- Direction -
Exactly repeat the line that contains "For the evaluation set, indicate each instance of the red", then every line after it up to and including the final line.

(Source records)
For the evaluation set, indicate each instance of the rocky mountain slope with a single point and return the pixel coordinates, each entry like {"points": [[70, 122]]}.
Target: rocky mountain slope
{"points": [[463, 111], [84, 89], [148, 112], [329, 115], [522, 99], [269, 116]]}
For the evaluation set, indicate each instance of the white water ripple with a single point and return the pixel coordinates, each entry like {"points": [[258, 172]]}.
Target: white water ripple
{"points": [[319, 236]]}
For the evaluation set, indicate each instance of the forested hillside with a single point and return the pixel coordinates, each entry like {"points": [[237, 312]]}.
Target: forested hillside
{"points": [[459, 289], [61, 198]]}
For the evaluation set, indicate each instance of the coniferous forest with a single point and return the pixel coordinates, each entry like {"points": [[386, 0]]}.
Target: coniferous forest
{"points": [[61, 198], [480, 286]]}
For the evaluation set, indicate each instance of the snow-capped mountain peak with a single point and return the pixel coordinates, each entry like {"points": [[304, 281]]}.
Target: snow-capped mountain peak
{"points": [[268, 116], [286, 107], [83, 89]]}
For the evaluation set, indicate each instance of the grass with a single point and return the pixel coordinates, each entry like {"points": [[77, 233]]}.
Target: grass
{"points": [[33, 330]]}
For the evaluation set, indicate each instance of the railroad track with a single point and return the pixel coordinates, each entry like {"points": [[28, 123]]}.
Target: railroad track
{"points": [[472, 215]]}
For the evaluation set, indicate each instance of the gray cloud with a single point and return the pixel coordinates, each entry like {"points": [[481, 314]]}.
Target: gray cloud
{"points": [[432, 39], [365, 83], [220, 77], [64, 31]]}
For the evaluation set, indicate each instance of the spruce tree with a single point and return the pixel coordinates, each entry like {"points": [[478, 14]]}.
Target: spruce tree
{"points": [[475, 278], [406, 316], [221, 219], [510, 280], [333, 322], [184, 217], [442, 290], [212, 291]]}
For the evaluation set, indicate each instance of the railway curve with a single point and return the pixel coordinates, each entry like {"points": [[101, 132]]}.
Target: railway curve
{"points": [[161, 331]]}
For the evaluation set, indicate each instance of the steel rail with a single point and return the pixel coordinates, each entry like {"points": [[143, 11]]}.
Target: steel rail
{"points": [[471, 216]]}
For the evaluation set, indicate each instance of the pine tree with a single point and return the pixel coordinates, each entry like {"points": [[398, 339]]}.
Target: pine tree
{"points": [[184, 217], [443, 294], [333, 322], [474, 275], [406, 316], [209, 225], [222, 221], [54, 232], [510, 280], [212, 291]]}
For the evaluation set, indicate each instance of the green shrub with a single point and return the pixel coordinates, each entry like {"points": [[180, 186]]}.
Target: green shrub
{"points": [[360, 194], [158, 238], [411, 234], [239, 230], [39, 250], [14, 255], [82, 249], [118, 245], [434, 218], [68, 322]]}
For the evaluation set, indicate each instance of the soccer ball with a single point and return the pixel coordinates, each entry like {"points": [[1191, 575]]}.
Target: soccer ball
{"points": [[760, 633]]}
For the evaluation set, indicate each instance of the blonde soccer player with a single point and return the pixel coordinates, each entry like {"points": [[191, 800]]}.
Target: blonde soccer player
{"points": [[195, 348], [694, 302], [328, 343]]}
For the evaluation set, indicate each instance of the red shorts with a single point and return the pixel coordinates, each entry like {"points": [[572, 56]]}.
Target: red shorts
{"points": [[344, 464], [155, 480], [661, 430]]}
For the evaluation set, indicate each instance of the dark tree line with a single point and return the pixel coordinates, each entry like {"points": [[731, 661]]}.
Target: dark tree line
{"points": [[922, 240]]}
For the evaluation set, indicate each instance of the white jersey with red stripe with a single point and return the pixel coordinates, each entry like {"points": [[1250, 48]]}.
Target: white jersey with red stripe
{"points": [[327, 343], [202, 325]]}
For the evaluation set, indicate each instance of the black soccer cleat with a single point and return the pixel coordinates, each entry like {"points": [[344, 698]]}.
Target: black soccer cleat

- Solved exercise -
For the evaluation set, indicate each instance of the red shorts with a single point and return the pixel coordinates, each entry like {"points": [[572, 56]]}.
Target: red shorts
{"points": [[344, 464], [155, 480], [661, 430]]}
For the evaluation set, indicate each instance of the dark tree line with a single point and return the pixel coordinates, each entry like {"points": [[731, 661]]}.
Target: dark tree line
{"points": [[922, 240]]}
For the evaluation set, indicate each instance of the white jersey with red stripe with a single point and return the pixel coordinates, each entry like {"points": [[1250, 48]]}.
Target: white jersey with red stripe
{"points": [[327, 343], [202, 325]]}
For the evaluation set, indicate each instance of the black soccer cleat with a single point and return the pixel coordinates, each entry like {"points": [[344, 698]]}.
Target: black soccer cleat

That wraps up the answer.